Part of a data file:
**********

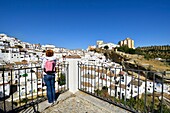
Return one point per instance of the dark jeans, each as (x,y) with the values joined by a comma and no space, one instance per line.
(50,83)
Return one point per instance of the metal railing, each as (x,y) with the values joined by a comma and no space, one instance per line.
(133,90)
(21,88)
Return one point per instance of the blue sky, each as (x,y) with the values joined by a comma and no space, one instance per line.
(76,24)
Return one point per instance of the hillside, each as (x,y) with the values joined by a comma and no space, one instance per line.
(134,61)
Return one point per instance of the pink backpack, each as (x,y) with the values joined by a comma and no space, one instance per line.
(50,66)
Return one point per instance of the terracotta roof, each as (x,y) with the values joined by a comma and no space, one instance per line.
(89,76)
(86,84)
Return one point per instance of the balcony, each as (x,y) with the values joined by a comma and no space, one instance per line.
(85,88)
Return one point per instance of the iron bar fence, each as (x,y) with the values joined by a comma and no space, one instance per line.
(133,90)
(21,88)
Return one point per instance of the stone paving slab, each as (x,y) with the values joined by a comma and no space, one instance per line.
(80,103)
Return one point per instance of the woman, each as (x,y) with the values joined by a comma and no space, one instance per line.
(49,76)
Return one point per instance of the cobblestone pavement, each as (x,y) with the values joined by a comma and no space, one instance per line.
(74,105)
(82,103)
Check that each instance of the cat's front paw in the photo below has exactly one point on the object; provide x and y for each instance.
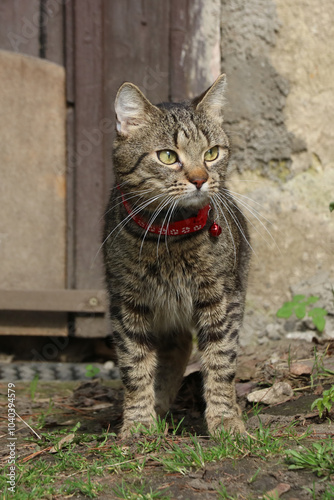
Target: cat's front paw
(233, 424)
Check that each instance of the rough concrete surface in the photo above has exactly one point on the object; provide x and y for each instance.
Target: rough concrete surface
(278, 58)
(32, 159)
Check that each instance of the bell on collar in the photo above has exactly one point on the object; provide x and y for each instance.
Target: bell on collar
(215, 230)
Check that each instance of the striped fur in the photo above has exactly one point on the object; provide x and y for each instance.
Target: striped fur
(163, 289)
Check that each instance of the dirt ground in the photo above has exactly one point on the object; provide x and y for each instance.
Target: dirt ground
(98, 406)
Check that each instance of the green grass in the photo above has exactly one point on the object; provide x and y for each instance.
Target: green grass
(80, 463)
(319, 458)
(138, 492)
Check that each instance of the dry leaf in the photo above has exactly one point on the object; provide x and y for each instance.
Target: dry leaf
(300, 369)
(278, 393)
(65, 440)
(277, 492)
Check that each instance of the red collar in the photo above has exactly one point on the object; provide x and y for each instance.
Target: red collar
(179, 227)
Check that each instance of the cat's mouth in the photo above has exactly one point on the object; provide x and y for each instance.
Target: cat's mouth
(195, 199)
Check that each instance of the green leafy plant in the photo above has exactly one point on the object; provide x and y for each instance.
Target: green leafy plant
(325, 403)
(319, 458)
(92, 371)
(299, 306)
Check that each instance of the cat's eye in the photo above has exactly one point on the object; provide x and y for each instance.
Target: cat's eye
(211, 154)
(167, 156)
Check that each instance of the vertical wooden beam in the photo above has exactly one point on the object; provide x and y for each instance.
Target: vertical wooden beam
(89, 136)
(19, 26)
(194, 46)
(136, 50)
(87, 157)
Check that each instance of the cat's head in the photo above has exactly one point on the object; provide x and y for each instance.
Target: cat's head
(176, 152)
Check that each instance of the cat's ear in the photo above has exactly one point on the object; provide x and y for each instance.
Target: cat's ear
(132, 109)
(212, 100)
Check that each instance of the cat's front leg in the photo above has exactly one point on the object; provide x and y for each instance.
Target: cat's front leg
(137, 359)
(219, 324)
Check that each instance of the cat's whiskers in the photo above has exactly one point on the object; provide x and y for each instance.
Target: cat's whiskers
(172, 209)
(127, 219)
(126, 197)
(155, 214)
(255, 214)
(223, 199)
(217, 210)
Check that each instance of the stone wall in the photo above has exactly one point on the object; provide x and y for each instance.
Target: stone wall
(279, 61)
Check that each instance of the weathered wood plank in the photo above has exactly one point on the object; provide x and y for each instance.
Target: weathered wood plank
(52, 21)
(89, 137)
(69, 49)
(81, 301)
(41, 323)
(19, 26)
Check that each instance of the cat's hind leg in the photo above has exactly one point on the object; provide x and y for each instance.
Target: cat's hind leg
(172, 359)
(219, 324)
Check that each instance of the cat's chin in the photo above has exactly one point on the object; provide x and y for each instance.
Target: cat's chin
(195, 201)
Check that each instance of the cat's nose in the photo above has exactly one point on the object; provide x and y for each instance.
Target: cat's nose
(198, 182)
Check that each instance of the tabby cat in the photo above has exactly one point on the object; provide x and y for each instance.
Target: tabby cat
(176, 254)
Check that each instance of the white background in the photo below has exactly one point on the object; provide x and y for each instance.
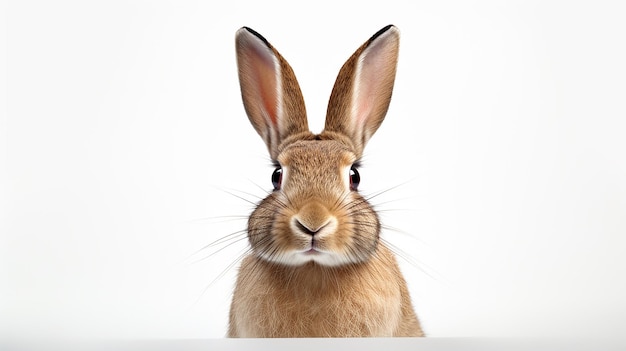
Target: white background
(125, 140)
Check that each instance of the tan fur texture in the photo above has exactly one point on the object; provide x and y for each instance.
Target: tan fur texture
(317, 267)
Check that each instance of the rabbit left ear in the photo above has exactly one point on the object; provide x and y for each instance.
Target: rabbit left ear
(269, 89)
(362, 92)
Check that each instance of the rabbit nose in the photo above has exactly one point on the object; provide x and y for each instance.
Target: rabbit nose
(303, 228)
(312, 218)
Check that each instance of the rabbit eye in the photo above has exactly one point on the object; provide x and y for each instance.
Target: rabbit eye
(277, 178)
(355, 178)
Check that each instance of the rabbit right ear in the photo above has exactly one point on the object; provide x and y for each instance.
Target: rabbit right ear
(269, 89)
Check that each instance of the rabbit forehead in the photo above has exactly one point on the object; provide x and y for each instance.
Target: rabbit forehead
(319, 155)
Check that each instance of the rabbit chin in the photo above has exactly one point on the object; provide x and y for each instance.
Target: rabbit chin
(300, 258)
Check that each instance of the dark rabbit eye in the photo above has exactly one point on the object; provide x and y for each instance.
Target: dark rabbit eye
(277, 178)
(355, 178)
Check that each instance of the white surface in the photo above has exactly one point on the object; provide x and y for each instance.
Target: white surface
(124, 126)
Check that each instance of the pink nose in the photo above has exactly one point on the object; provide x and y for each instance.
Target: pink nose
(312, 218)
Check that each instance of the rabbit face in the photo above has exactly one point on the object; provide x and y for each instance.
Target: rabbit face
(315, 215)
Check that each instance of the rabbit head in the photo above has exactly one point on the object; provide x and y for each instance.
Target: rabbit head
(315, 214)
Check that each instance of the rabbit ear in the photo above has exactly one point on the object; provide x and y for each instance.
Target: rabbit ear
(362, 92)
(269, 89)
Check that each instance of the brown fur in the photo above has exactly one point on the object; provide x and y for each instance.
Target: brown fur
(317, 267)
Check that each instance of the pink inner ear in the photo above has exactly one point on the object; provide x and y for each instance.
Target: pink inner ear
(373, 81)
(263, 74)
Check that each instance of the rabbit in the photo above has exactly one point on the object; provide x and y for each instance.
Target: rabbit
(317, 267)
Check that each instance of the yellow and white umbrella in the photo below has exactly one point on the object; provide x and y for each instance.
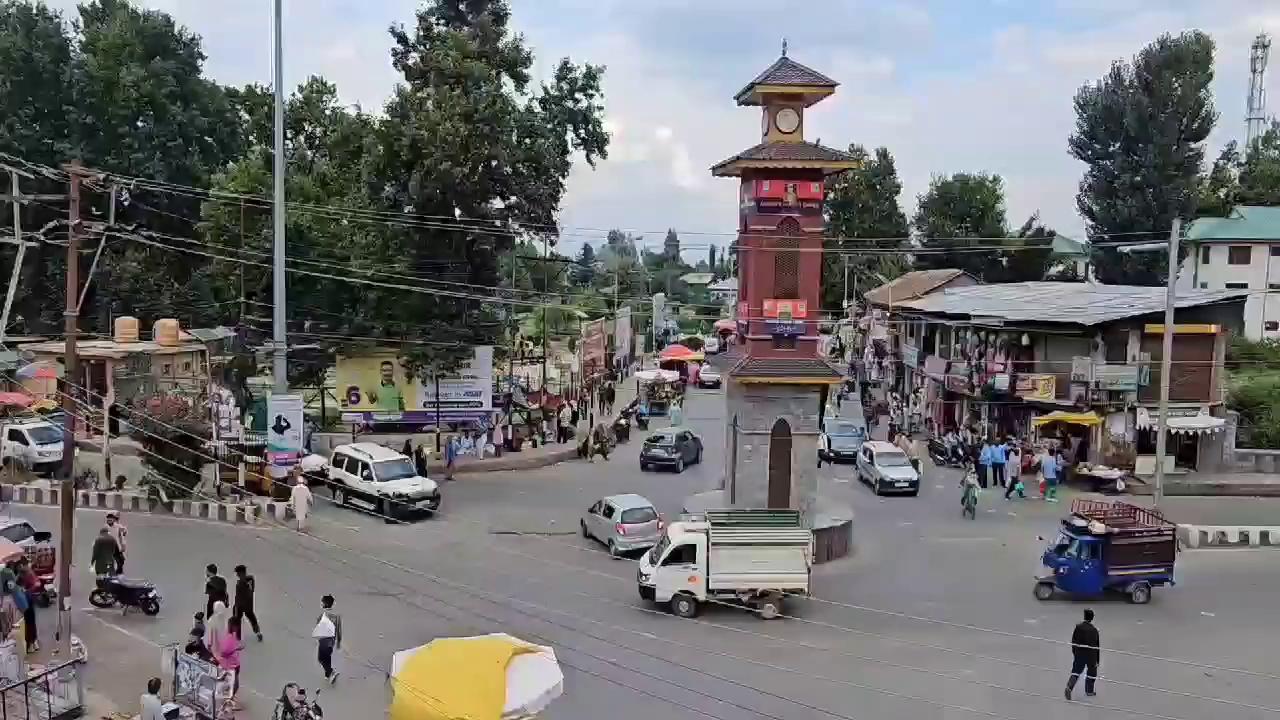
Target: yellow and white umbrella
(492, 677)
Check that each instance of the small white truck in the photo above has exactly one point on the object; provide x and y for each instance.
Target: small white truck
(31, 442)
(752, 557)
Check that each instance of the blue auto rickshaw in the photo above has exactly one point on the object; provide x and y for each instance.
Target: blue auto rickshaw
(1109, 547)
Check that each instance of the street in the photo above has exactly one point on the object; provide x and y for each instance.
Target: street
(504, 555)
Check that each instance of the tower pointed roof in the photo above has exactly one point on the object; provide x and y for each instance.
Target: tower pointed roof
(786, 76)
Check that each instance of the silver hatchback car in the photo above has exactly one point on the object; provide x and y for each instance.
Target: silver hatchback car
(624, 523)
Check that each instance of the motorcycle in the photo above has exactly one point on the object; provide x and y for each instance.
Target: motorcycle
(944, 456)
(126, 592)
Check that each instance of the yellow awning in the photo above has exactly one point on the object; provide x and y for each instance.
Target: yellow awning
(455, 679)
(1064, 417)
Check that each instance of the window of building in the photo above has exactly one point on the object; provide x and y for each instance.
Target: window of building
(1239, 255)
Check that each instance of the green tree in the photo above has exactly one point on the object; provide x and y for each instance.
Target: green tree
(862, 213)
(956, 213)
(1141, 130)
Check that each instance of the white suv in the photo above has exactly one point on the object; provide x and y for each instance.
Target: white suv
(373, 477)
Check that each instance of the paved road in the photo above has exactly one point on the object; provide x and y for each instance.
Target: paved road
(506, 555)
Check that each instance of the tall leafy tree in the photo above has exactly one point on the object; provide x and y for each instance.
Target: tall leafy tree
(467, 135)
(863, 212)
(956, 213)
(1141, 130)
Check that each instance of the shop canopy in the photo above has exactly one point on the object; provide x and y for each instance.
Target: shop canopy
(1087, 419)
(679, 352)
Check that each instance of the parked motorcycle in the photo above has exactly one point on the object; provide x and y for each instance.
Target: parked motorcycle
(126, 592)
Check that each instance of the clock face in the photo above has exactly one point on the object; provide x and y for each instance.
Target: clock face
(786, 119)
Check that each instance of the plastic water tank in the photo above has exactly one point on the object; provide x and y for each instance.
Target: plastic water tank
(165, 332)
(126, 328)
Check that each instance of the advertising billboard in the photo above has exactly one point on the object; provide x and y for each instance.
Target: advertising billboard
(283, 429)
(622, 333)
(593, 347)
(376, 387)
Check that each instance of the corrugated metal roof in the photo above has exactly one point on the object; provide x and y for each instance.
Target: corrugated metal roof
(910, 286)
(1078, 304)
(1244, 222)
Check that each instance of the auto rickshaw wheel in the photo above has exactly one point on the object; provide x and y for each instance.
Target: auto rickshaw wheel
(1139, 593)
(1045, 591)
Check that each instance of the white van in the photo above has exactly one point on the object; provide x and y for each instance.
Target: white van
(31, 442)
(369, 475)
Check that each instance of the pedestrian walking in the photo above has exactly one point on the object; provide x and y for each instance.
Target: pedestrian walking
(301, 501)
(328, 634)
(1086, 654)
(999, 456)
(150, 705)
(215, 591)
(119, 532)
(243, 605)
(1050, 466)
(105, 554)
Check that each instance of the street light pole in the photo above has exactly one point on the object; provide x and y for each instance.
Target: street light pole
(279, 331)
(1166, 361)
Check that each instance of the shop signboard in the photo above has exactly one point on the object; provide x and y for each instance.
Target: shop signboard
(786, 309)
(910, 356)
(1036, 387)
(376, 387)
(1116, 378)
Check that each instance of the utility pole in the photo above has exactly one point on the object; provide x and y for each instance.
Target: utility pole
(67, 495)
(279, 329)
(1166, 361)
(21, 250)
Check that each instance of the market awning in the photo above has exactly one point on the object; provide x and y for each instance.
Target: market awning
(1088, 419)
(1189, 424)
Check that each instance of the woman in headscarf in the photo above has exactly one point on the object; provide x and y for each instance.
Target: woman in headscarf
(216, 627)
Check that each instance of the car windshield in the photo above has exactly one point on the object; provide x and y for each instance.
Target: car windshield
(44, 434)
(18, 533)
(844, 429)
(892, 460)
(638, 515)
(397, 469)
(845, 442)
(659, 548)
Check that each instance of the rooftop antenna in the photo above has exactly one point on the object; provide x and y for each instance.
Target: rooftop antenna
(1256, 112)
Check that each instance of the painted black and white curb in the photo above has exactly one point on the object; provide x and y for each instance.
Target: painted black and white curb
(1229, 536)
(259, 513)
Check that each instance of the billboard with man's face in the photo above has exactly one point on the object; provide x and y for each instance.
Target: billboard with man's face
(378, 387)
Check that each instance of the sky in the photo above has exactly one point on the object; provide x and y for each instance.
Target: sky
(946, 85)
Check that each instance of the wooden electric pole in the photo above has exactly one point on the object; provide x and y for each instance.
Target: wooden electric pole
(67, 495)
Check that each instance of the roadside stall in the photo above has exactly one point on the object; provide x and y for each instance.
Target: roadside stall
(478, 678)
(657, 390)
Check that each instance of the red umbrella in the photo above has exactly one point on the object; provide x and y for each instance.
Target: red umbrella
(19, 399)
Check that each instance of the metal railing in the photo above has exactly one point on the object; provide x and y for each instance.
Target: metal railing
(54, 693)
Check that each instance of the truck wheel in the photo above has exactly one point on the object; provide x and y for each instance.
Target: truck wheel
(684, 606)
(1139, 593)
(769, 606)
(1043, 591)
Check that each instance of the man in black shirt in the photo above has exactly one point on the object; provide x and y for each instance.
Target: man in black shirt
(215, 589)
(1084, 655)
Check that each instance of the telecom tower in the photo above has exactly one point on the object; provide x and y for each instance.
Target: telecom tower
(1255, 118)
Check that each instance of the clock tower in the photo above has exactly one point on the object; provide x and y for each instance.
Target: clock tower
(777, 382)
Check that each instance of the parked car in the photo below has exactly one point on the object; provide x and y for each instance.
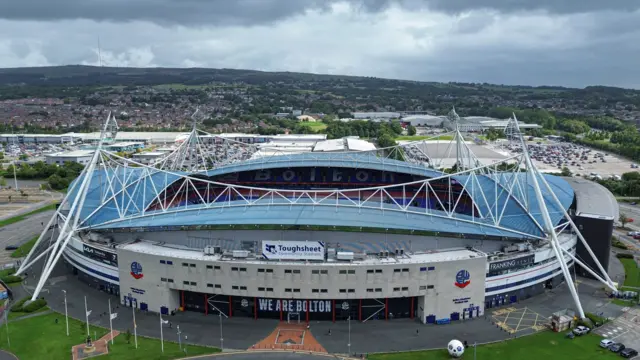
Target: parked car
(628, 353)
(581, 330)
(605, 343)
(617, 347)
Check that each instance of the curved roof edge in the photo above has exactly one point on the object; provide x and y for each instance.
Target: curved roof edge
(593, 199)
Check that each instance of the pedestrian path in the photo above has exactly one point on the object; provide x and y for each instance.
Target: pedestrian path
(98, 347)
(287, 336)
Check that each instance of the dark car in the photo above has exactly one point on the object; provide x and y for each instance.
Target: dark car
(617, 347)
(628, 353)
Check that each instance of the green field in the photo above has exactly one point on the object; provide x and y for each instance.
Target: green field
(423, 137)
(546, 345)
(15, 219)
(24, 249)
(40, 338)
(315, 126)
(632, 273)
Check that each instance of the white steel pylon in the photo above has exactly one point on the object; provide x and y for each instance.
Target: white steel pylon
(552, 231)
(72, 217)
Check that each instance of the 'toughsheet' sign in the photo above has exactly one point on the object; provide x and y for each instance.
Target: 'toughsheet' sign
(293, 250)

**********

• [Your instructions]: Copy everything from the line that contains "Check that each instance of the painted" down to the line that contains "(1043, 591)", both included, with no changes.

• [Complete answer]:
Check that each instance of the painted black and white curb in the photo above has exactly one point on the object; provide x and y for each instance.
Target: painted black and white curb
(1229, 536)
(259, 513)
Check that each instance of the billboard with man's face in the photo above has exactly one point on the object; provide x and y for each instance.
Target: billboard with man's face
(378, 387)
Check that each instance of the sky in the photo above has exactly one point on the object; provide x and y for each instance.
Target: sky
(946, 85)
Check that each instance of the wooden electric pole in the photo above has exactly one point on the object; provide x and y for each instance.
Target: wooden electric pole
(67, 495)
Check that each instance of the roadside stall in the photo above has exactly one point on the object; provide x and y for each instance.
Target: roadside stall
(478, 678)
(657, 390)
Check that each instance of the red umbrella in the photo above has exactly one point on the object; provide x and y for each instance.
Target: red umbrella
(19, 399)
Check that each instance of the metal railing in the photo above has exactly one point on the object; provide x and y for each instance.
Target: metal railing
(54, 693)
Check that each instance of the truck wheel in the photo above has exactly one point on the object; provide x and y for each instance.
Target: truck wheel
(684, 606)
(1139, 593)
(769, 606)
(1043, 591)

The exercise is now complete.